→ Exercise objective: Every record needs to be restated word for word.

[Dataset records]

- - -

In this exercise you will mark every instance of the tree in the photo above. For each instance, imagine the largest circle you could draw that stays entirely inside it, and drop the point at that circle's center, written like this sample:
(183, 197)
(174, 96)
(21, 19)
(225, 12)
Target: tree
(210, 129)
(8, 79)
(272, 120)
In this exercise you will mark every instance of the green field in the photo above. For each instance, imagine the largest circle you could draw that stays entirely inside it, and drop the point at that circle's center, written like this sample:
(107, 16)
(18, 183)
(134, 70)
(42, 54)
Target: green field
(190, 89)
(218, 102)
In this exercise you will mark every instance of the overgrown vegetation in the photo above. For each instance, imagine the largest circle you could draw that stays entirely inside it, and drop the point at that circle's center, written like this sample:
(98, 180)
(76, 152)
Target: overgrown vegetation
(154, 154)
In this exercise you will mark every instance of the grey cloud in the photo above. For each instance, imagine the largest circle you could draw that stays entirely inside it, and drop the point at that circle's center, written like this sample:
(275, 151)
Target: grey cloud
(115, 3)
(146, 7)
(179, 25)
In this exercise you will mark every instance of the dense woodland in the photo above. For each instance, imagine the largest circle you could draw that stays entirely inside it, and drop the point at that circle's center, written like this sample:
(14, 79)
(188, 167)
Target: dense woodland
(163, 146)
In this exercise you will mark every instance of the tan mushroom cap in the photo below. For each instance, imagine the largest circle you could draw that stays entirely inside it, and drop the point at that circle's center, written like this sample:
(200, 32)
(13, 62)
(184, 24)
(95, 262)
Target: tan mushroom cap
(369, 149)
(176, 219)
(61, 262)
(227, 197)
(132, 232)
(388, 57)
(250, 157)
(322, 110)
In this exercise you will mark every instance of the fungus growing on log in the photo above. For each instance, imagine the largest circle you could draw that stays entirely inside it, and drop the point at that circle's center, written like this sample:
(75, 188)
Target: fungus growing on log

- - -

→ Result:
In this exercise you will mark every instance of the tree in the photo above. For each instance, imagine the largest circle you could draw that stays entirely inside it, and drop the point at that circle's center, written like this sample:
(183, 197)
(174, 96)
(21, 19)
(225, 12)
Target: tree
(210, 129)
(8, 79)
(272, 120)
In this exercise you will mark every instance of the green field in the photo above. For each instance, imagine the largest circle you could draw that stays entirely inside it, and drop the point at that circle's center, written like this sample:
(107, 16)
(18, 183)
(134, 70)
(42, 54)
Target: green field
(190, 89)
(218, 102)
In this exercise you will mark every instance of the overgrown vegetation in the photo above. For each instance, imagine the largest circle you could draw that stays entirely inside it, and drop the point at that circle's center, written like this sample:
(98, 180)
(76, 152)
Target: overgrown vegetation
(154, 154)
In this exercise you will mark every instance of the grey cloud in the photo above. For each instance, imagine the largest circle you could draw that stays entirely inside it, and drop the point at that circle's center, written like this sample:
(275, 151)
Target: grey cloud
(115, 3)
(146, 7)
(179, 25)
In this exercise you will mark every instance of the dense woodland in the photo above. For each instance, imagine the largest circle you could draw that stays entirely inside it, and drop the point at that circle's center, written like this sample:
(14, 79)
(188, 167)
Target: dense woodland
(163, 146)
In this exercise you will mark every instance of the tan mushroom cap in the photo below. For each instance, imagine the largest circle you could draw that stays entirely inside it, and drop the point at that circle's center, written like this sample:
(200, 32)
(13, 62)
(184, 24)
(95, 262)
Target: tan mushroom cap
(369, 149)
(176, 219)
(61, 262)
(227, 197)
(132, 232)
(388, 57)
(250, 157)
(322, 110)
In this exercise you will mark every instance of the fungus growing on log in the photo above. For each instance, imagine the largest circle you could draw that stays entirely inside it, and drop the point at that circle's center, written like this sample:
(75, 188)
Target: fungus growing on log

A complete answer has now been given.